- _Фрагмент текста_
═══

Повсюду на Соломоновых островах претендент на место лидера и сам лидер должны были регулярно устраивать пиры и участвовать в престижных обменах. В некоторых местах, как, например, на островах Гуадалканал и Бугенвиль, путь к лидерству начинался со строительства нового дома и организации пира для его участников[200]. Наиболее подробно эта процедура описана у мотуна (смуаи) о. Бугенвиль. Там претендент обязан был организовать строительство нового мужского дома. Этот дом отличался от остальных бо́льшими размерами, прочностью и красотой и часто покрывался резьбой и росписью. Внутри дома находились барабаны, очаги, скамейки, утварь — все, что требовалось для пиров и мужских собраний. Под кровлей в прошлом подвешивали черепа врагов, позже здесь складывали нижние челюсти съеденных свиней. В каждом мужском доме, по верованиям островитян, обитал особый дух «хороморун» и ему приносились жертвы на алтаре «сапу», который окропляли свежей свиной кровью. Мотуна считали, что чем чаще богач кормил своего духа, тем он был сильнее.
Строительство дома оканчивалось грандиозным пиршеством, которое считалось, однако, лишь первым шагом к высокому статусу (муми). Владение домом, которое порой передавалось по наследству, еще не давало права называться «муми». Для этого требовалось, чтобы в доме постоянно происходила какая-либо деятельность: изготовление деревянных барабанов, починка или уборка дома и в особенности пиры. Чтобы заслужить уважение, богач должен был добыть новый барабан и устроить по этому случаю особую церемонию. Лишь после этого люди начинали говорить: «он — настоящий муми». Редко кто из таких муми удовлетворялся достигнутым. Гораздо чаще богач начинал борьбу за дальнейший рост своего престижа и устраивал специальные пиры «муминаи», бросая тем самым вызов другим лидерам[201].

═══

Позиции из набора данных:
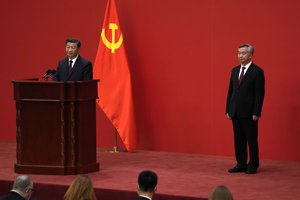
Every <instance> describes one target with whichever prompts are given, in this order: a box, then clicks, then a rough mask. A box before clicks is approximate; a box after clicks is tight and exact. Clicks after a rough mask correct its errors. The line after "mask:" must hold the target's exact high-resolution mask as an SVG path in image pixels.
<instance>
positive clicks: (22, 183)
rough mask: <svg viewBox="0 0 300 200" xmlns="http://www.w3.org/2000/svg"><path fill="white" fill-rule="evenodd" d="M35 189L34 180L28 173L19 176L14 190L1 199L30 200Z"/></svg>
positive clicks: (13, 199)
mask: <svg viewBox="0 0 300 200" xmlns="http://www.w3.org/2000/svg"><path fill="white" fill-rule="evenodd" d="M32 191H33V182H32V180H31V178H30V177H29V176H27V175H20V176H18V177H17V178H16V179H15V181H14V183H13V187H12V190H10V191H9V192H8V193H7V194H5V195H4V196H2V197H0V200H29V199H30V197H31V194H32Z"/></svg>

═══

- _Краткое задание_
Продолжите текст о пути к лидерству на Соломоновых островах, начав сразу после его последнего предложения. Список никак не связан с текстом о пути к лидерству на Соломоновых островах.

- _Решённая задача_
Получение высшего титула, как правило, не требовало иных церемоний, кроме устройства пиров. Однако на о. Малаита те немногие из богачей, влияние которых распространялось на целые районы, получали титул из рук жреца на формальной церемонии, организованной в честь духов предков. Жрец «представлял» такого претендента духам предков и вручал ему редкий цветок филу[202].
Богатство и устройство пиров считалось на Соломоновых островах главным условием лидерства. Однако престиж лидера был до некоторой степени обусловлен и такими личными качествами, как умение держаться с достоинством, физическая сила, агрессивность, честолюбие, ораторские и организаторские способности. Лидеры, как правило, не освобождались от тяжелого физического труда. Обработка крупных земельных участков не могла, конечно, производиться в одиночку. Источником дополнительной рабочей силы служили многоженство и организация совместного труда сородичей и свойственников. По окончании работ лидеры устраивали для их участников пиры[203]. Вместе с тем на Соломоновых островах кое-где лидеры уже освобождались от наиболее тяжелых физических работ. Так, у мотуна о. Бугенвиль лидеры не переносили грузы и не исполняли работы, требующие лазания по деревьям[204].
В прошлом во многих районах лидеры одновременно выступали и в качестве военных руководителей, хотя от них зачастую не требовалось проявлять личную военную доблесть. На о. Бугенвиль именно муми возглавляли набеги за головами и являлись обладателями многочисленных черепов врагов. Как подчеркивает Д. Оливер, война там была связана, прежде всего, с деятельностью муми[205]. Лидер мог иногда исполнять обязанности колдуна и совершать религиозные обряды. Однако связь лидеров с этой функцией не была жесткой. Так, если на о. Гудалканал лидеры являлись общепризнанными колдунами[206], то у баегу о. Малаита богачи, колдуны и военные предводители были разными лицами. В прошлом у баегу отмечалась даже иерархия «больших людей» в зависимости от разной степени их могущества[207]. Бату на о. Шуазель общались с духами предков, однако лица, которым поручалось «кормить» родовых предков, не обязательно были бату[208].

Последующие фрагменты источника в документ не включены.